Carranza did attempt, before the BIA, to argue that an impermissible retroactive effect is triggered by a showing of reliance and that she should be permitted to present evidence as to her actual reliance before the IJ. Although Carranza’s theory of reliance was modified after the panel holding in Hernandez-Castillo, the BIA clearly had the opportunity to address her claim that actual reliance by an alien on the continued availability of ? 212(c) relief triggered an impermissible retroactive effect after St. Cyr. The BIA declined to address this argument in any fashion, finding itself bound by the limits of 8 C.F.R ? 1003.44(a) and by the absence of precedential authority from our court. We therefore hold that the issue Carranza presents on this appeal has been adequately exhausted before the BIA, and that we therefore have jurisdiction to consider her appeal. We now turn to consider the question whether Carranza has made a showing that the statute is impermissibly retroactive with respect to her.

B.

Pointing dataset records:

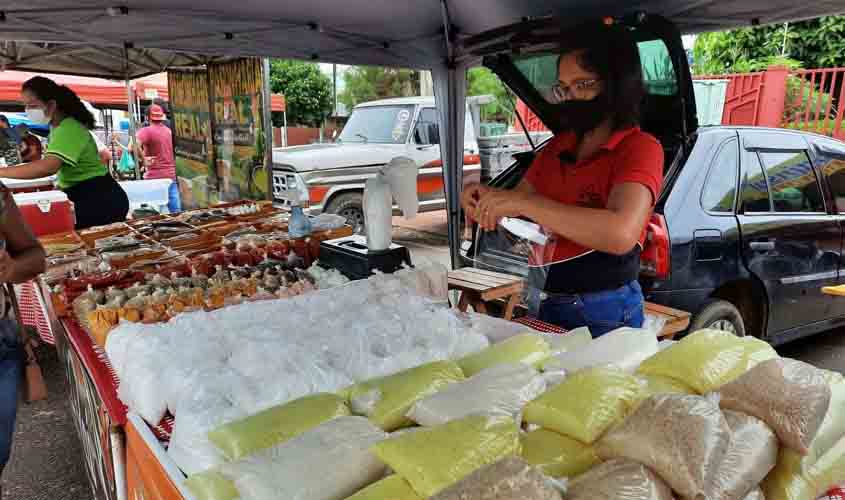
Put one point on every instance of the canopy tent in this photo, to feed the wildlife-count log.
(417, 34)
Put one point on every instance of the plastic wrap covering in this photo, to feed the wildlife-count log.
(434, 458)
(751, 455)
(507, 479)
(708, 359)
(329, 462)
(526, 348)
(682, 438)
(386, 400)
(392, 487)
(791, 396)
(586, 403)
(619, 480)
(624, 348)
(502, 390)
(557, 455)
(276, 425)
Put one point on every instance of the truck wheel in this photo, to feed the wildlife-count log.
(351, 206)
(719, 315)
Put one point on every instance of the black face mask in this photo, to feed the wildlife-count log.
(582, 116)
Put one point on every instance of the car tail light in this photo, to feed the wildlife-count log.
(654, 260)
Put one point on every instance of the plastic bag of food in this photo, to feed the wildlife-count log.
(329, 462)
(508, 479)
(276, 425)
(434, 458)
(392, 487)
(708, 359)
(619, 479)
(557, 455)
(752, 454)
(212, 485)
(585, 404)
(624, 348)
(386, 400)
(501, 390)
(525, 348)
(791, 396)
(682, 438)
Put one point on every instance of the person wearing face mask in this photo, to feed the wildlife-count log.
(592, 188)
(71, 154)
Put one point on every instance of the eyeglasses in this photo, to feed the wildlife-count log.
(562, 93)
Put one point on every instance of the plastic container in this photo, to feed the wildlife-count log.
(46, 212)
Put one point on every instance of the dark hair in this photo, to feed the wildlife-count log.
(66, 100)
(612, 53)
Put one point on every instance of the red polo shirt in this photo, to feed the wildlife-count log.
(630, 155)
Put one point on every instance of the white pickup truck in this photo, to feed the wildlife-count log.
(334, 173)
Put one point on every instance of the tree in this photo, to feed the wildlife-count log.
(482, 81)
(368, 83)
(307, 91)
(817, 43)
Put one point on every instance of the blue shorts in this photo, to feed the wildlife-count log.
(601, 312)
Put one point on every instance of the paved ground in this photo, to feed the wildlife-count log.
(46, 463)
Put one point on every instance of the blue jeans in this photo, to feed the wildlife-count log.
(174, 202)
(601, 312)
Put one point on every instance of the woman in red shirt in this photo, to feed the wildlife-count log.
(592, 187)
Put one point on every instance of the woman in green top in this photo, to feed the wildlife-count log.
(71, 154)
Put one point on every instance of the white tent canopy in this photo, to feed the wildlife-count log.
(408, 33)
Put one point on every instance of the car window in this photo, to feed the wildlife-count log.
(421, 133)
(719, 191)
(792, 182)
(755, 190)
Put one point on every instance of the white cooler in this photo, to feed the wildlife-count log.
(150, 192)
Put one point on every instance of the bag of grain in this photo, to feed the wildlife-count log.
(751, 455)
(585, 404)
(434, 458)
(508, 479)
(557, 455)
(386, 400)
(682, 438)
(619, 479)
(392, 487)
(501, 390)
(791, 396)
(526, 348)
(276, 425)
(707, 359)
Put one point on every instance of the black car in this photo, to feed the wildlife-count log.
(746, 230)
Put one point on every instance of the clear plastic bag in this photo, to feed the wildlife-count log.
(386, 400)
(707, 359)
(557, 455)
(276, 425)
(434, 458)
(682, 438)
(585, 404)
(508, 479)
(624, 348)
(791, 396)
(502, 390)
(618, 479)
(752, 454)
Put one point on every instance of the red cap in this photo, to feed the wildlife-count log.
(156, 113)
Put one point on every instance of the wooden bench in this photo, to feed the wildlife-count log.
(478, 286)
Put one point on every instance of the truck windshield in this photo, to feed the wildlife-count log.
(379, 124)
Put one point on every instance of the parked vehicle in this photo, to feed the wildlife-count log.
(333, 174)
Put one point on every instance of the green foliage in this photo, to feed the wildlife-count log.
(482, 81)
(368, 83)
(307, 91)
(817, 43)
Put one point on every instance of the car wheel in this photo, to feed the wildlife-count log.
(351, 206)
(719, 315)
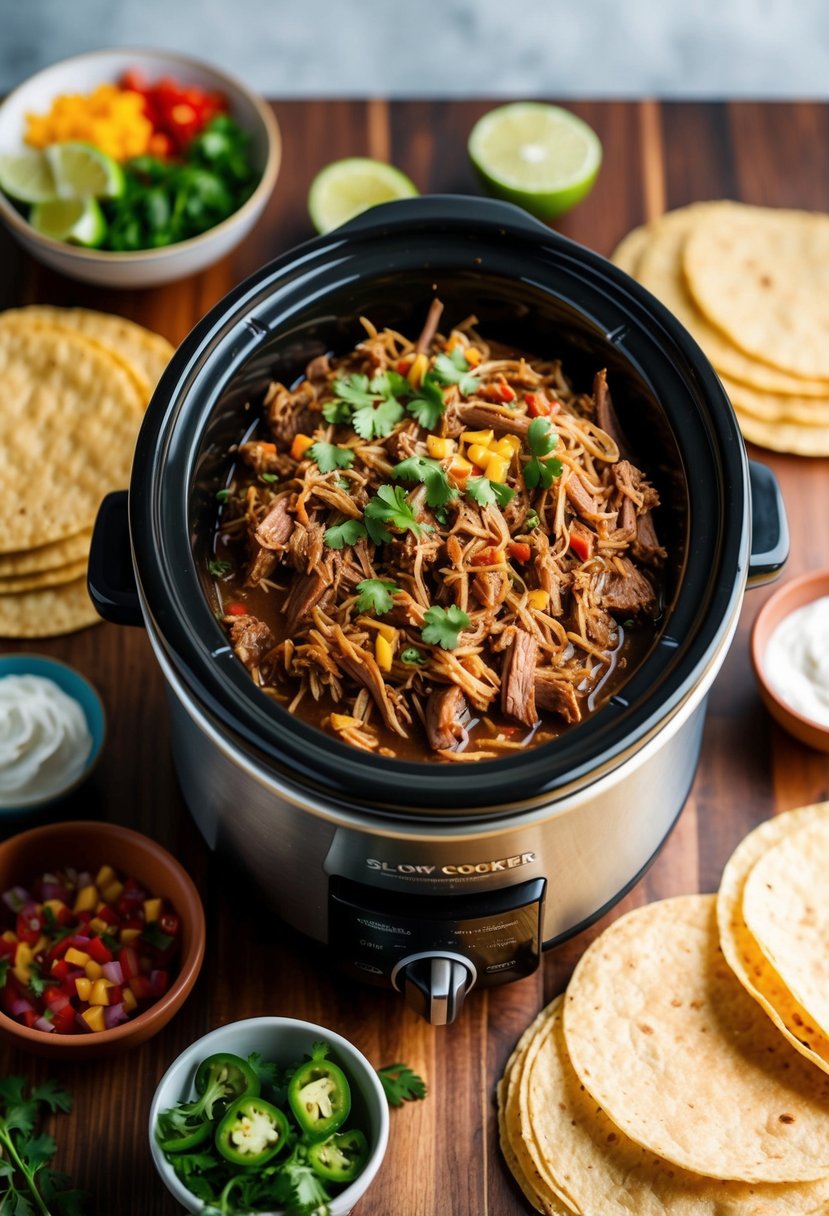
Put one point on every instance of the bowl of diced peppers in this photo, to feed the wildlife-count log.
(101, 939)
(134, 168)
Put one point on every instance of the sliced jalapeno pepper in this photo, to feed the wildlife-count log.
(319, 1095)
(340, 1158)
(252, 1131)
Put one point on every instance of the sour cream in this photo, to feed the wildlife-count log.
(44, 739)
(796, 660)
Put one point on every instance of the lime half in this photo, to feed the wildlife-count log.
(82, 170)
(539, 156)
(77, 220)
(345, 187)
(27, 176)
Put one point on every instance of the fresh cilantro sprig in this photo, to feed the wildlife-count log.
(400, 1084)
(376, 596)
(29, 1186)
(541, 469)
(432, 474)
(390, 510)
(444, 626)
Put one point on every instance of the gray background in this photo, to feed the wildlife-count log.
(452, 48)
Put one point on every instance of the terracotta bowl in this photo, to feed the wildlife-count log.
(89, 844)
(793, 595)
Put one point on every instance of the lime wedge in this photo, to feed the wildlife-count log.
(84, 172)
(539, 156)
(27, 176)
(77, 220)
(345, 187)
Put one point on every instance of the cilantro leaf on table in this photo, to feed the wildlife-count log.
(455, 370)
(444, 625)
(376, 596)
(400, 1084)
(390, 508)
(432, 474)
(348, 533)
(331, 456)
(540, 469)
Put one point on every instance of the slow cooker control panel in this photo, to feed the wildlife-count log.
(497, 933)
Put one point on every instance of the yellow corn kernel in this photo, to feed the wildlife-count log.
(105, 876)
(478, 437)
(440, 448)
(383, 653)
(479, 454)
(112, 891)
(418, 370)
(100, 992)
(496, 467)
(86, 899)
(300, 445)
(94, 1017)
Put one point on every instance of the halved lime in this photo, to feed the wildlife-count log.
(535, 155)
(27, 176)
(77, 220)
(84, 172)
(345, 187)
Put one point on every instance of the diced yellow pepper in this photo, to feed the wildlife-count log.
(439, 446)
(86, 899)
(105, 876)
(496, 467)
(478, 437)
(94, 1017)
(300, 445)
(418, 370)
(83, 988)
(479, 454)
(383, 653)
(100, 992)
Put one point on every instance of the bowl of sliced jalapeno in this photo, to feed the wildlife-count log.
(269, 1115)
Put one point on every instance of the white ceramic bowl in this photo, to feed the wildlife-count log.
(283, 1041)
(146, 266)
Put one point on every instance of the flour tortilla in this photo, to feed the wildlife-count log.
(683, 1060)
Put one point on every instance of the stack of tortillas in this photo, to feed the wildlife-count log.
(75, 384)
(751, 286)
(665, 1081)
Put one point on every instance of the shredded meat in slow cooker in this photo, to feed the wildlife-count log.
(436, 549)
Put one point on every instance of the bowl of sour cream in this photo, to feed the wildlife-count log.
(790, 657)
(52, 726)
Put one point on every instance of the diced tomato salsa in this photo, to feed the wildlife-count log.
(84, 952)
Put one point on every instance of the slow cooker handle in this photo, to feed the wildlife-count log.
(770, 529)
(111, 576)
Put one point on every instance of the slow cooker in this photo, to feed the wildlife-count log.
(427, 877)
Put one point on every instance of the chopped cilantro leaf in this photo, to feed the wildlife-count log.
(348, 533)
(374, 596)
(443, 626)
(390, 507)
(331, 456)
(432, 474)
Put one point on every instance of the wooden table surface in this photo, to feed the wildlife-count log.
(443, 1154)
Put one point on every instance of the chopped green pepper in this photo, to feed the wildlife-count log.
(340, 1158)
(319, 1095)
(252, 1131)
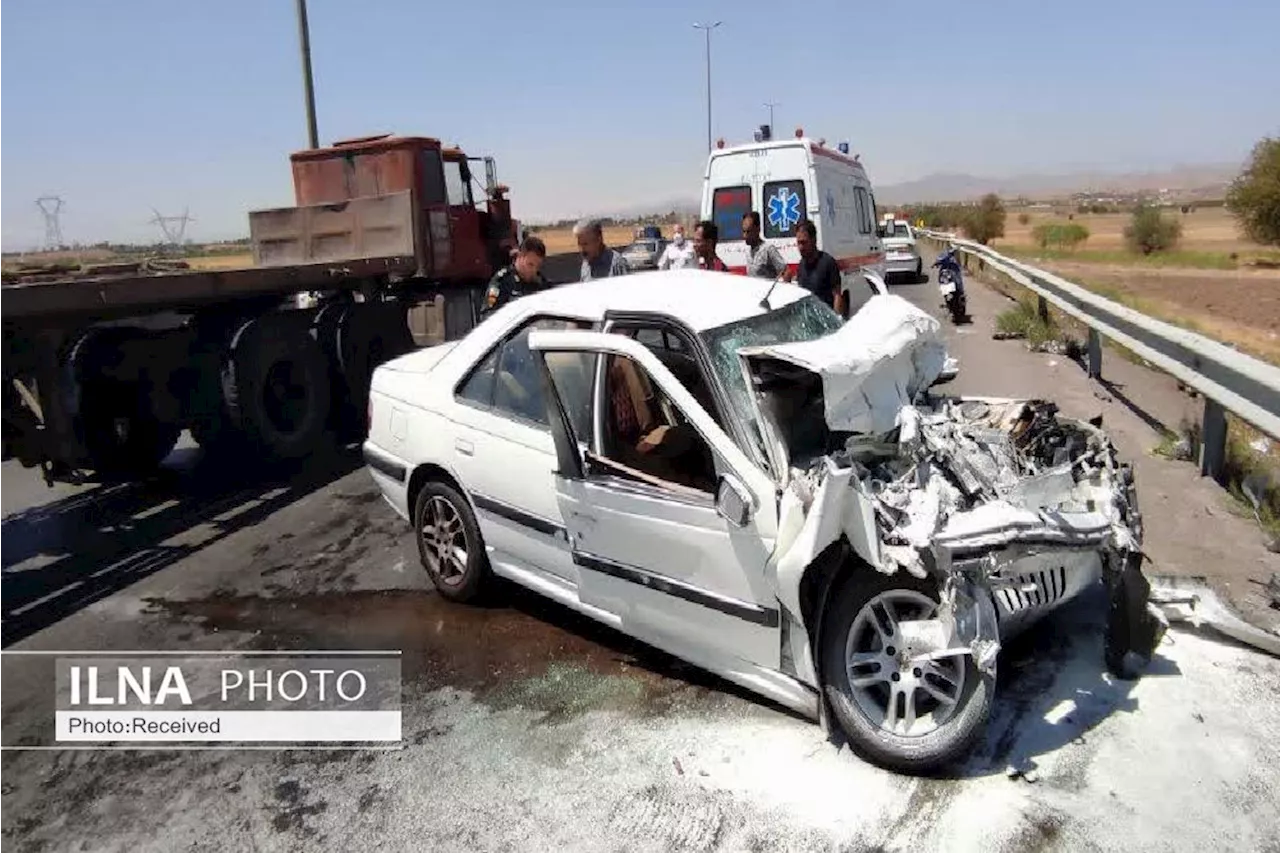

▶ **Exercise description**
List every word in the court passage above that ends in the letters "ly."

▶ **Reply to the exercise**
clearly, adequately, impermissibly